# Complete the following
1 – Translate this sentence from the post on Burberry and chavs below into Spanish: "So I guess it figures that a Burberry check scarf would feature so prominently in the Chavtastic Party."
2 – From the post on Burberry and chavs below, reproduce the passage that begins at the words "Burberry’s financial fortunes" and stop after the words "the Chavtastic Party.".
3 – Carry on the post on Burberry and chavs and its comment thread below, writing the part that comes after its last sentence.

# Page
Burberry’s financial fortunes declined dramatically over the last few years when its most famous pattern – the one with which the brand is closely associated – became the accessory of choice for British chavs and all its other customers fled.

It has been struggling to revive its bottom line ever since, but the damage done by the chavs with their Burbery scarves and their Burberry caps and their Burberry check bags has been incalculable.

So I guess it figures that a Burberry check scarf would feature so prominently in the Chavtastic Party.




47 Comments Comment

  1. Dominic says:

    You are right that Burberry check became associated with chavs in the UK, but the company’s financial fortunes depended more on Japanese and American consumers and indeed their share price is at 640 today up from 240 in 2003 and almost recovered from the credit crisis lows that retail stocks suffered

    What’s your vote on the etymology of ‘chav’? Cheltenham Average seems not to apply here. Does Council Housed And Violent?

    Moreover, does the use of the word mean that you are a neo-snob having difficulty with social mobility and class, or is it just a bit of harmless fun?

    [Daphne – Chavs are a social type. It is a word that sums up a lot, and that is why it was coined and came to be so widely used. Of course I don’t have problems with social mobility. But then neither am I going to be bullied by the PC squad into not pointing out the obvious. Sharon Ellul Bonici and Joseph and Michelle Muscat are archetypal chavs, acquiring myriad trappings but getting it ever so wrong, while displaying naked delight in having ‘arrived’ (where?). Also, when Labour officials speak about the ‘mitilkless’, what they mean is other chavs like them, or non-chavs who have adopted, like Marisa Micallef, chav values and the chav way of life.

# Stored rows
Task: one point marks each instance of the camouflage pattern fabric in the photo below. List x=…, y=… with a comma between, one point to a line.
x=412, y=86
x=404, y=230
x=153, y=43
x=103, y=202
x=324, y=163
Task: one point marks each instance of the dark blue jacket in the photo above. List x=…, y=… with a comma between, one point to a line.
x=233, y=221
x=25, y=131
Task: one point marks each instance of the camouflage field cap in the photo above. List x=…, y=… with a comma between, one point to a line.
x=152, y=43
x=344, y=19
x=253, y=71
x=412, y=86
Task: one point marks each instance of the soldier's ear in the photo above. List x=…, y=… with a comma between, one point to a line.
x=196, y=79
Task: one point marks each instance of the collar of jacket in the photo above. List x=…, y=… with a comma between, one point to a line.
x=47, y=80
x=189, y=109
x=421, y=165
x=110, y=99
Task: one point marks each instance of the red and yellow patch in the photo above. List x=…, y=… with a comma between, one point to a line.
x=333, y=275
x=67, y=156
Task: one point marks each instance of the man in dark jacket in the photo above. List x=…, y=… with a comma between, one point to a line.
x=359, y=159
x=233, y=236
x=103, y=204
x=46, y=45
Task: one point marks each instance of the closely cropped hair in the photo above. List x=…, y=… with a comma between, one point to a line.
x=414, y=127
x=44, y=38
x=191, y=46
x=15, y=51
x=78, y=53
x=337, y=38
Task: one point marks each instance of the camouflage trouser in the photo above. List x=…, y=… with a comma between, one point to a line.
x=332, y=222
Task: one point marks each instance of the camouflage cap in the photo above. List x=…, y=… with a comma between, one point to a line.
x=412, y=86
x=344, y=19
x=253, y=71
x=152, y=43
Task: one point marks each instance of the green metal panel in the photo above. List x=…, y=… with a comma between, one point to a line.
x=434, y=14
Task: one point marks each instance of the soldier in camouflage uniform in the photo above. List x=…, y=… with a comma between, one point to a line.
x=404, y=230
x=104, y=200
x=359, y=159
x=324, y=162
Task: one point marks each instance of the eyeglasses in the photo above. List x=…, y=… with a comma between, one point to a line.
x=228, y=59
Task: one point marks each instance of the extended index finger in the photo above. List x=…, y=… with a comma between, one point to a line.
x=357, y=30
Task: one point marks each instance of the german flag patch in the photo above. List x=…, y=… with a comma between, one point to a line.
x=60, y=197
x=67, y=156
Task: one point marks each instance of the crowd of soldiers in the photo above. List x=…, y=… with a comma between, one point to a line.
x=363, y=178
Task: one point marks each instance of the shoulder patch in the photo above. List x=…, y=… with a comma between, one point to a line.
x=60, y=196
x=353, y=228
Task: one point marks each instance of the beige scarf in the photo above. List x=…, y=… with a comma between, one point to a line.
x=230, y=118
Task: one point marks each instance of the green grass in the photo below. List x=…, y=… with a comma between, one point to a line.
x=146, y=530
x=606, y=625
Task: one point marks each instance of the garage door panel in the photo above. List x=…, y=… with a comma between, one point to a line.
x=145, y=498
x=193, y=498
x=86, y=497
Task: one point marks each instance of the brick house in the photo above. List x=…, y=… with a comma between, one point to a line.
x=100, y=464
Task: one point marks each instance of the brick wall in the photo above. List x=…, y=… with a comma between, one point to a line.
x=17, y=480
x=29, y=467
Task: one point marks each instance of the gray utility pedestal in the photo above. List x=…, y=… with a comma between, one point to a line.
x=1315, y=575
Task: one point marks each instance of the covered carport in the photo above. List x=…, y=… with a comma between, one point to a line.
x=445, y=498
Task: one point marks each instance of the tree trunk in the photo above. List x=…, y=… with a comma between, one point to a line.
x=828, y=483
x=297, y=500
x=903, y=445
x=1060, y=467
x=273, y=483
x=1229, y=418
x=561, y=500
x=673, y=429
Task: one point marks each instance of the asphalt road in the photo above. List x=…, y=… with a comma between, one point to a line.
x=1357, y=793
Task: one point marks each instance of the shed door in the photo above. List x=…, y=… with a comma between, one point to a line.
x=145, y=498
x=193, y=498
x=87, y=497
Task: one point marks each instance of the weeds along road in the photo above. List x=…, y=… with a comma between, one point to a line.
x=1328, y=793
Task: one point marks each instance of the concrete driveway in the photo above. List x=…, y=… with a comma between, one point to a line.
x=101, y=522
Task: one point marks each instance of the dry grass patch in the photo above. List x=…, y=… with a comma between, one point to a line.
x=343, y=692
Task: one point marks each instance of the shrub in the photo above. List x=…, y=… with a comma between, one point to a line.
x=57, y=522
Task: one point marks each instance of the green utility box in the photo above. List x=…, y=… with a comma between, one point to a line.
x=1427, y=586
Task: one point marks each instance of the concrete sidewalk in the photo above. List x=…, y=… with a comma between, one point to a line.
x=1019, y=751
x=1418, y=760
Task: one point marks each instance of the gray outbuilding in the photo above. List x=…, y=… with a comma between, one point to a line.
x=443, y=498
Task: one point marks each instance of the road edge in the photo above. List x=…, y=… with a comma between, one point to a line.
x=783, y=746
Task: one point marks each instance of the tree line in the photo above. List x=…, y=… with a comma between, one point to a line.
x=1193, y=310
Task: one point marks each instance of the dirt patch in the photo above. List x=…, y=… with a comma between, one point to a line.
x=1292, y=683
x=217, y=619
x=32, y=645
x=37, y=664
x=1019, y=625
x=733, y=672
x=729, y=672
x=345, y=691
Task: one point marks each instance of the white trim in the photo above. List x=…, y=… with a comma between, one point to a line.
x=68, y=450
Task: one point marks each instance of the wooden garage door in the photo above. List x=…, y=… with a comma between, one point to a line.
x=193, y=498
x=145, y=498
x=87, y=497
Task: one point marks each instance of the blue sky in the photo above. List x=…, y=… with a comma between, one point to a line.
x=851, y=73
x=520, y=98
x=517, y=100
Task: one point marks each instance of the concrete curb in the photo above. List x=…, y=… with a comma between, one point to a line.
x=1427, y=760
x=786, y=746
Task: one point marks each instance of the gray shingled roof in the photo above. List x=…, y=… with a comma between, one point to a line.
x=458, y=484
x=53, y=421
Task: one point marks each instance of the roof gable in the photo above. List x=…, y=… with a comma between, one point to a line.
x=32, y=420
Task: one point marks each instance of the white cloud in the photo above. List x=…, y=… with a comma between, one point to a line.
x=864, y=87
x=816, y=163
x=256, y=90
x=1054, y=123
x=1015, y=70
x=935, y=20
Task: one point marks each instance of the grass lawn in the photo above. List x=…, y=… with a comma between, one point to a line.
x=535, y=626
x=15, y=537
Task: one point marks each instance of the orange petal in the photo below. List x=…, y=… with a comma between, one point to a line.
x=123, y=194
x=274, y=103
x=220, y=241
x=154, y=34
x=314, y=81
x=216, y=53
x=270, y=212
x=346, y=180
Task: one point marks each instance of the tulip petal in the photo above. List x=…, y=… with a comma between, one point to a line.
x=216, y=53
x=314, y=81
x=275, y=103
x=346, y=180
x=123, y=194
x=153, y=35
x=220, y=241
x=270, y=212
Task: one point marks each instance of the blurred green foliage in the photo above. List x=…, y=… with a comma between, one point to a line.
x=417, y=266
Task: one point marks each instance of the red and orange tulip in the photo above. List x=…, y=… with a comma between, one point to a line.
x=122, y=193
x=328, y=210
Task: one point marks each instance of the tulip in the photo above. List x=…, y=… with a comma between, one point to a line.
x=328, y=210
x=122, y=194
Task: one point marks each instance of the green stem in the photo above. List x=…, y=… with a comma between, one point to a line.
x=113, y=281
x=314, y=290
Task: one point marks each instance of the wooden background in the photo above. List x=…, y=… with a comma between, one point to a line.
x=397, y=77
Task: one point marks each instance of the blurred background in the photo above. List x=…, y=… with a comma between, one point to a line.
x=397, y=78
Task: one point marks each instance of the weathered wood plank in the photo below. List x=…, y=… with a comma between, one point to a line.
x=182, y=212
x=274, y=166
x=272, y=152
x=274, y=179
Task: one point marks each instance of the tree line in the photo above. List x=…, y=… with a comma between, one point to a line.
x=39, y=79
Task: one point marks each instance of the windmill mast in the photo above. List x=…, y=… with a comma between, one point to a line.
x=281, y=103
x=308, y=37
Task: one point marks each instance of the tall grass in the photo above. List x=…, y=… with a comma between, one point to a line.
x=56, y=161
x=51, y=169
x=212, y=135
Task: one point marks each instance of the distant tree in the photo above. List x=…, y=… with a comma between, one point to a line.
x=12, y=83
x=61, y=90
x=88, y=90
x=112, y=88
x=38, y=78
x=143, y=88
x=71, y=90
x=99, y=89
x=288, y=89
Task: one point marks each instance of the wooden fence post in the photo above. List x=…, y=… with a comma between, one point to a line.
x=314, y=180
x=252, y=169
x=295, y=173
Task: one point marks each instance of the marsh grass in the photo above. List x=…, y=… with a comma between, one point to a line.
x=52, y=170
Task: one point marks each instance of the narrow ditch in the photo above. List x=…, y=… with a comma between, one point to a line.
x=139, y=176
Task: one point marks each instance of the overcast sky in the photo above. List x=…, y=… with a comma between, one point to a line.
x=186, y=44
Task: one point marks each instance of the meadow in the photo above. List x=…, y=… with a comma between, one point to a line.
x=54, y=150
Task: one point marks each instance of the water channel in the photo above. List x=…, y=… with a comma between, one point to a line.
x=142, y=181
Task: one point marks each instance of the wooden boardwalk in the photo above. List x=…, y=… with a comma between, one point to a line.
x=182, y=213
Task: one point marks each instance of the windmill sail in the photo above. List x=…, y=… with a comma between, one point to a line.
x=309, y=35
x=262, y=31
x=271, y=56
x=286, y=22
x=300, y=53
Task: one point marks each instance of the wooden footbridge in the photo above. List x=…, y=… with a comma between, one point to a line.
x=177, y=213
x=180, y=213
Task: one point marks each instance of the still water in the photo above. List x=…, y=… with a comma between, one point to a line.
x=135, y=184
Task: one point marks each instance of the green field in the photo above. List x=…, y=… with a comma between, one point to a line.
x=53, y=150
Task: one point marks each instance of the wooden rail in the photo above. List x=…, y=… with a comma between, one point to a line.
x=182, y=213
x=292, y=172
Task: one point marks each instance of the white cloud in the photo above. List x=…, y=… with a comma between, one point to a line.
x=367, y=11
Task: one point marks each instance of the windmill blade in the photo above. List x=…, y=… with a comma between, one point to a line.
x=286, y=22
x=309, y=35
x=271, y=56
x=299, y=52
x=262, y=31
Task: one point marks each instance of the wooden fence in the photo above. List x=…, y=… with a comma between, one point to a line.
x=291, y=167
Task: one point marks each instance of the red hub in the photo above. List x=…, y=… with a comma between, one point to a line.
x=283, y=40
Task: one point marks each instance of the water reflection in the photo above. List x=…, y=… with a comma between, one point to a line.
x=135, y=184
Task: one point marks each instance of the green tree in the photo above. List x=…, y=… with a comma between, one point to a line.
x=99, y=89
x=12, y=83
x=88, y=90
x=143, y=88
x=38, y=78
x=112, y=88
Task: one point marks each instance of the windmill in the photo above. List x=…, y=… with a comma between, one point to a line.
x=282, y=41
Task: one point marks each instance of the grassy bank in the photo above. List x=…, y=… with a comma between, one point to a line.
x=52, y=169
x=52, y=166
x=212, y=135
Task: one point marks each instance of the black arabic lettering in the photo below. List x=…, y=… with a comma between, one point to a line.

# Response list
1 – Así que supongo que tiene sentido que una bufanda de cuadros de Burberry aparezca de forma tan destacada en el Chavtastic Party.

2 –
Burberry’s financial fortunes declined dramatically over the last few years when its most famous pattern – the one with which the brand is closely associated – became the accessory of choice for British chavs and all its other customers fled.

It has been struggling to revive its bottom line ever since, but the damage done by the chavs with their Burbery scarves and their Burberry caps and their Burberry check bags has been incalculable.

So I guess it figures that a Burberry check scarf would feature so prominently in the Chavtastic Party.

3 –
    Labour is moving from Workers’ Party to Chavtastic Party. Plenty of people move up the social ladder and acquire money and possessions without the chav attitudes and behaviour. Identifying the chav profile is not a matter of snobbery but of marketing. Labour is marketing itself to chavs, even though it might not be aware of this, and consequently, it is attracting them. Let’s put it this way: the party leader is a classic poster-boy for chavs.]

    • Dominic says:

      Your explanation makes a lot of sense. I thought you were throwing insults rather than sticking to exposing bad actions and policies. It indeed shows a lot about a person if they feel the need to show off their influence and power through showy possessions, even if the choice of possession is rather naff.

    • Darren says:

      Would the term ‘yuppy’ apply too?

      [Daphne – No, those don’t exist anymore. Besides, chavs are different.]

  2. Norman Wisdom says:

    This is nothing compared to Marlene Mizzi’s array of Burberry stuff, including skirt – now that would be a good photo.

  3. kev says:

    Frankly, I don’t think she’d give a chav’s worth to your advice, especially since she has a good recollection of your working class dad.

    [Daphne – My father is far from working-class, Kev. He comes from one of Valletta’s oldest and most respected families, and by Valletta I don’t mean the Arcipierku. It is precisely because your wife is a chav that she doesn’t know this (if she came from my background she would know exactly where I come from), highlighting precisely the point I made earlier: that chavs think social class and status are defined by trappings and obvious possessions. They’re not. Even if I went to live in a maisonette in Fgura with nothing to my name I would still be who I am. And your wife, despite the job and the Brussels flat and the Big BMW Off-Roader and the Facebook photos ‘having a life’, is still a common chav and will be so until the die she dies. Nothing she buys or posts on Facebook is ever going to change that. It must be so very frustrating to know that this is one of the few things that money can’t buy.]

    • kev says:

      I say again: deleting the last part of my comment has changed the context of ‘working class’ – now are you going to at least put this up or are you going to act like a chav?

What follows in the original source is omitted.